[What is needed] Starting at the line that has "Note: we are tagging the flagpole" and stopping after the line that has "[(311, 158), (181, 248)]", write out every line of these entries again, adding 65 to each coordinate in the answers and leaving all other text as it stands.

[Material for this task]
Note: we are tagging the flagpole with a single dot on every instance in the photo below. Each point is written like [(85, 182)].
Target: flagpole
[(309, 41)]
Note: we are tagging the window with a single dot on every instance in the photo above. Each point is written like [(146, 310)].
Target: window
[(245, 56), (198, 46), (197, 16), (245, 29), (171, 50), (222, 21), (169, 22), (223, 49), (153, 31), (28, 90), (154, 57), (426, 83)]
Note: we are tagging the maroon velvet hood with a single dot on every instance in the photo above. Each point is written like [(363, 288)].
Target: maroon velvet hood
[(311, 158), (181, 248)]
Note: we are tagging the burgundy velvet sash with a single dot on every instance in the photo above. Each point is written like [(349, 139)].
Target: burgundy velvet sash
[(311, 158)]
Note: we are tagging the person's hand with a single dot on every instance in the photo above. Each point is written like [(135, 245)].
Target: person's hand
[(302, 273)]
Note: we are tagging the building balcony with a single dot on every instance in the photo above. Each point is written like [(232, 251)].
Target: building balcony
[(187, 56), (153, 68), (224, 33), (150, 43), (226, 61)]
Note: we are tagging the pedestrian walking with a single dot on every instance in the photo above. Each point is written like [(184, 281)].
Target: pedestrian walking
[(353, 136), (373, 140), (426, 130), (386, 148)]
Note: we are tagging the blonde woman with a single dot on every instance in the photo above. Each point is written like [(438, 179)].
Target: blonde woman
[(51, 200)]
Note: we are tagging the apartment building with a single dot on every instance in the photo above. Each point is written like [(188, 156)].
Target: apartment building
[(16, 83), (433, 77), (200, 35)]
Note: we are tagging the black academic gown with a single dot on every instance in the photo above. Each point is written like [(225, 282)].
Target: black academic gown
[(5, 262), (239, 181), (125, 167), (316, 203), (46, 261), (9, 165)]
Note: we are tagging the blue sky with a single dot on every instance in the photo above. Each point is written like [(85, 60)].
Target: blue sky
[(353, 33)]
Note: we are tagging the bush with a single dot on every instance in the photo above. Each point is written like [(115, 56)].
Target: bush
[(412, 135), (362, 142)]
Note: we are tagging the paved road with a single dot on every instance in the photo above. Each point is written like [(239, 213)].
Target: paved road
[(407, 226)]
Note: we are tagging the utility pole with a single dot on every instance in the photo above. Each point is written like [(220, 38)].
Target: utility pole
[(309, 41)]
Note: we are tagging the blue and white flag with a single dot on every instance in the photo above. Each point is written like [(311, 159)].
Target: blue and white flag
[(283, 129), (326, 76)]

...

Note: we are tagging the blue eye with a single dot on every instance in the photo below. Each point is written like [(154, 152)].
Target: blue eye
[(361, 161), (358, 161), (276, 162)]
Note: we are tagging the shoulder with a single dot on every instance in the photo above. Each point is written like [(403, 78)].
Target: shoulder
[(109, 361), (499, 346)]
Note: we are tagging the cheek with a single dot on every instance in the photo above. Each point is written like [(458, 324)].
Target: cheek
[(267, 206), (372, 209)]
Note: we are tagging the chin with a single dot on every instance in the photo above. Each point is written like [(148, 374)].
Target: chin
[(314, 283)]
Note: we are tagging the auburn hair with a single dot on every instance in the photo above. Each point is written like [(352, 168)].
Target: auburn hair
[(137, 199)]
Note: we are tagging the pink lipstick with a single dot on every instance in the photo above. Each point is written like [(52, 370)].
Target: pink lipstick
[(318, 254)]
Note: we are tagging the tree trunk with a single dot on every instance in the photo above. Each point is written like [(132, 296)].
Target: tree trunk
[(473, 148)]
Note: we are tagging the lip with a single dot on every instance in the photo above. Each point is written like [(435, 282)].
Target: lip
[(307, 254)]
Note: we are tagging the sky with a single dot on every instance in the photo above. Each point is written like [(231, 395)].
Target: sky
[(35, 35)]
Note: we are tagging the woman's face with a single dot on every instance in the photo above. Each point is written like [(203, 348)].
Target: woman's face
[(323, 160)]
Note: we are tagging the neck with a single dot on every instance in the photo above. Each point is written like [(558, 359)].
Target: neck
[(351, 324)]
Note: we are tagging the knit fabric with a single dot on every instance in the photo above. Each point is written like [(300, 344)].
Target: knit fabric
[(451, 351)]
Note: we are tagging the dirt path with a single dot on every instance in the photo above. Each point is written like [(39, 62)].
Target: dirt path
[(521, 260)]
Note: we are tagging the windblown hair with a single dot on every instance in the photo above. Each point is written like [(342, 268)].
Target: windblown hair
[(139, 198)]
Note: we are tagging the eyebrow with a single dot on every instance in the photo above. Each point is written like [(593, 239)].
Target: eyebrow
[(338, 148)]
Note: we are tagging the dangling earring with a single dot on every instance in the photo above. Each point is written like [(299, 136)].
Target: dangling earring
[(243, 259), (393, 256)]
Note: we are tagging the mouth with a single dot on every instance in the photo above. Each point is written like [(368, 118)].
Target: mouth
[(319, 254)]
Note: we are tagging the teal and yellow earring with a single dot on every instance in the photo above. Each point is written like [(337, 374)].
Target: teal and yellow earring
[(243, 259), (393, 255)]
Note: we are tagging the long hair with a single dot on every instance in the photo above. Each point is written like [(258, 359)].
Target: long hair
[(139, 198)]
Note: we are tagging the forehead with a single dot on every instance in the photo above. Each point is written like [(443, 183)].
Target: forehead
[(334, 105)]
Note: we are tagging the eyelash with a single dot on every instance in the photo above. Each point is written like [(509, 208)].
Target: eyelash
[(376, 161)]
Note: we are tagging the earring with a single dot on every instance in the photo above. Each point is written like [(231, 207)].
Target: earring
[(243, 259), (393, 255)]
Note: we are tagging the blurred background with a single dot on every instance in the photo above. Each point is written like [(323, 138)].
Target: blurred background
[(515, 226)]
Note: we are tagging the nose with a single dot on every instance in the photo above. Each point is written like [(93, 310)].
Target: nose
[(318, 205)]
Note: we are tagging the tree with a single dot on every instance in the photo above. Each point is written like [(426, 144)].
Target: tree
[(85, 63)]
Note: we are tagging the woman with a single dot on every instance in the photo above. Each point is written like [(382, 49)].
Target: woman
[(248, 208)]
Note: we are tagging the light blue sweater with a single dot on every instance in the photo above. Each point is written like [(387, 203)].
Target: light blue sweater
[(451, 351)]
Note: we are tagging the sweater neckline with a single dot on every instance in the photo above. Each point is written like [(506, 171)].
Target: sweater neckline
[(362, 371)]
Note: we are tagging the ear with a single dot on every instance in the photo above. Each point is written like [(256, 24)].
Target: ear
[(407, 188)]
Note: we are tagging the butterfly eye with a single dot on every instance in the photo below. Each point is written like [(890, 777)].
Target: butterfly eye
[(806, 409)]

[Worked solution]
Note: we are tagging the flagpole with a single dot on every instance in the photo below. Each point is written like [(85, 182)].
Target: flagpole
[(374, 106)]
Note: we are tagging the window with a single dot on every instance in the photo above. Each point is written like [(146, 310)].
Target: window
[(310, 121), (263, 111), (262, 81), (310, 94), (236, 115), (287, 86), (234, 87), (288, 114), (218, 96), (93, 155), (219, 122), (491, 148)]
Note: we are tagging the maroon velvet hood with a single dot on every instance in the photo above. Each point is written like [(363, 288)].
Target: maroon velvet hood
[(376, 223), (246, 313)]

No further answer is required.